Data listing
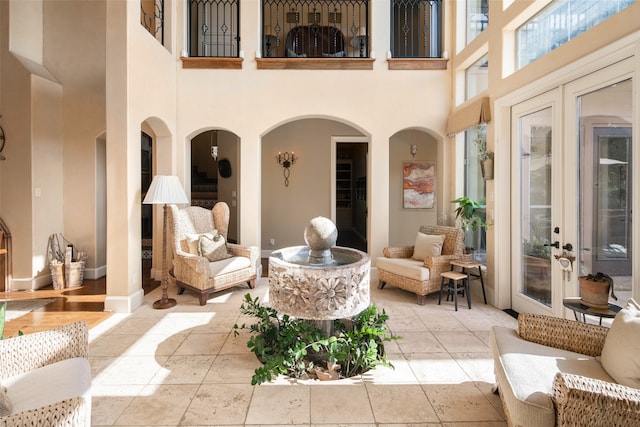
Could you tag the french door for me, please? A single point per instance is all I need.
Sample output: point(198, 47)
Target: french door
point(572, 192)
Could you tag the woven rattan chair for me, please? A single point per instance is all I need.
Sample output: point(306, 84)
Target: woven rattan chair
point(195, 272)
point(452, 248)
point(52, 368)
point(577, 400)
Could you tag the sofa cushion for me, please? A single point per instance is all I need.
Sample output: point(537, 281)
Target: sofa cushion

== Job ==
Rewrite the lines of the listing as a JSON list of strings, starting with the line containing "Could you tag the sofa" and continuing through the end of the listing. Make each line its own string and leave out any blank lines.

== Finished exercise ==
[
  "Could you tag the sofa cushion for me, please? A single point per instance is all I need.",
  "Sample output: point(537, 281)",
  "Target: sofa cushion"
]